Your objective: Reproduce every one of the following records verbatim, keeping each line unchanged.

Input:

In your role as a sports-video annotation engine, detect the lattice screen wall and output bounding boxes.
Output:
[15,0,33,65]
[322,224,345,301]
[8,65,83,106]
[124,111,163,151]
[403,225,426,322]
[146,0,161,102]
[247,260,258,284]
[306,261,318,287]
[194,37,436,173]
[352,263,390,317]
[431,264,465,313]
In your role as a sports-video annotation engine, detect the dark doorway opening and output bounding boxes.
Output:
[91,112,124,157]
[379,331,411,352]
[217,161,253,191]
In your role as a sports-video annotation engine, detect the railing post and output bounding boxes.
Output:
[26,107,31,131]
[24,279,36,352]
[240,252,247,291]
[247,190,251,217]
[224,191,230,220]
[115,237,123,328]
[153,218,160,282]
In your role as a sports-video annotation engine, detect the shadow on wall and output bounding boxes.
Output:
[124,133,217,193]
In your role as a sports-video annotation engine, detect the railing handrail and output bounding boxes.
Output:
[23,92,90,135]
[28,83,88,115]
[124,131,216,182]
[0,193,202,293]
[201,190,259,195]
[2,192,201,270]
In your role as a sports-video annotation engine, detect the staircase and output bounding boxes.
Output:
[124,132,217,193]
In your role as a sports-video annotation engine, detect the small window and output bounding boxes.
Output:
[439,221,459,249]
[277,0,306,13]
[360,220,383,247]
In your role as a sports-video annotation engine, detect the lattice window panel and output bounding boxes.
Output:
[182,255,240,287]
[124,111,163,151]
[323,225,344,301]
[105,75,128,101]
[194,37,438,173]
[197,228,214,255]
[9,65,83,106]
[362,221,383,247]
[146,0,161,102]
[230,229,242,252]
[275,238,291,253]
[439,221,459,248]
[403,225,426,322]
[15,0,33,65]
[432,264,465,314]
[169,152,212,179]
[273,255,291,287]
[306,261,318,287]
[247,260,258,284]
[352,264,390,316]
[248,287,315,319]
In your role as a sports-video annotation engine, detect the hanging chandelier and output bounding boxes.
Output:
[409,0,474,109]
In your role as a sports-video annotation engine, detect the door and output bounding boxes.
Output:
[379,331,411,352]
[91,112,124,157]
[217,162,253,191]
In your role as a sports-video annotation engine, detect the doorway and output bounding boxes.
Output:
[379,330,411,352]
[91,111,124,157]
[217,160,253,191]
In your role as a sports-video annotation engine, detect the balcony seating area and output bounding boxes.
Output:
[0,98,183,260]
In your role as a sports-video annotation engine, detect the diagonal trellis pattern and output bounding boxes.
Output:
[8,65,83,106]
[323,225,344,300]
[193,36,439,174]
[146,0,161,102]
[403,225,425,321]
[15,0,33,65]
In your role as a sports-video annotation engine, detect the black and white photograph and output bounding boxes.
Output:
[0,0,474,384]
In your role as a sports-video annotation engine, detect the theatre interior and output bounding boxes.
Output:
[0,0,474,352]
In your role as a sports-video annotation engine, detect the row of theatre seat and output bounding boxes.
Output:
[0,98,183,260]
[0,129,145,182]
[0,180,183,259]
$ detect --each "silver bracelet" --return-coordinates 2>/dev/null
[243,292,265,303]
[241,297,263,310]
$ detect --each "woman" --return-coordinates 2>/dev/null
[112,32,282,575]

Correct response:
In your role as a sports-video annotation engine, detect the lattice screen wall and output bounding boxes.
Output:
[15,0,33,65]
[322,224,345,301]
[8,65,83,106]
[124,111,163,151]
[403,225,426,322]
[146,0,161,102]
[247,260,258,284]
[306,261,318,287]
[194,37,436,173]
[352,263,390,317]
[431,264,465,313]
In your role as a sports-video annotation engine, detect the dark doorway opening and output bounding boxes.
Output:
[91,112,124,157]
[379,331,411,352]
[217,161,253,191]
In your role as a sports-video annotation engine, detect the railing post and output bounding boxes.
Output:
[26,107,31,131]
[24,279,36,352]
[240,252,247,291]
[247,190,251,217]
[224,191,230,220]
[115,237,123,328]
[153,218,160,282]
In your role as a sports-video annotation engine, detect the shadow on wall and output bounding boxes.
Output:
[124,133,217,193]
In your role as a sports-video annotation engine, detect the railing handrail and output bounding boxes.
Output:
[23,92,90,135]
[28,83,88,115]
[124,131,216,182]
[0,193,202,293]
[201,190,259,195]
[2,192,201,270]
In your role as a sports-video annotation engine, detect the staircase and output bounding boxes.
Output:
[124,132,217,193]
In your role as a sports-video annotation engine, detect the small window and output bounding boxes.
Output:
[439,221,459,249]
[277,0,306,13]
[360,220,383,247]
In your role as a sports-video annotation engine, detect the lattice window panel and output bounding boxes.
Output:
[182,255,240,287]
[124,111,163,151]
[323,225,344,301]
[105,75,128,101]
[194,37,438,173]
[197,228,214,255]
[9,65,83,106]
[362,221,383,247]
[146,0,161,102]
[230,229,242,252]
[275,238,291,253]
[439,221,459,248]
[403,225,426,322]
[15,0,33,65]
[432,264,465,314]
[169,152,212,179]
[273,255,291,287]
[306,261,318,287]
[247,260,258,284]
[352,264,390,316]
[248,287,315,319]
In your role as a sports-video annotation engine, detect the hanging chandelier and output bounding boxes.
Output:
[409,0,474,109]
In your role as a sports-video annotation engine, detect the door and output bounding boxes.
Output:
[379,331,411,352]
[91,112,124,157]
[217,162,253,191]
In your role as a sports-video annotation engine, detect the doorway and output bounding boxes.
Output:
[379,330,411,352]
[91,111,124,157]
[217,160,253,191]
In your role as a sports-video annotation engine, detect the balcony seating area and output bounding boxes.
Output:
[0,98,183,260]
In your role as a sports-video annotation engine, detect the diagonal trellis pattern and output bounding boxes.
Output:
[8,65,83,106]
[323,225,344,300]
[193,36,439,174]
[146,0,161,102]
[403,225,425,321]
[15,0,33,65]
In your role as a sports-video annotation engine, detect the black and white photograph and output bounding boxes.
Output:
[0,0,474,384]
In your role as a sports-video annotation engine, detect the theatre interior and output bounding boxes.
Output:
[0,0,474,352]
In your role as a sports-video annotation engine, detect the row of theatre seat and output bounding boxes.
Output:
[0,98,183,260]
[0,129,145,182]
[0,180,183,259]
$ detect --each "silver bracelet" --return-coordinates 2>/dev/null
[243,292,265,303]
[241,297,263,310]
$ detect --each "woman" --return-coordinates 2>/dev/null
[112,32,282,575]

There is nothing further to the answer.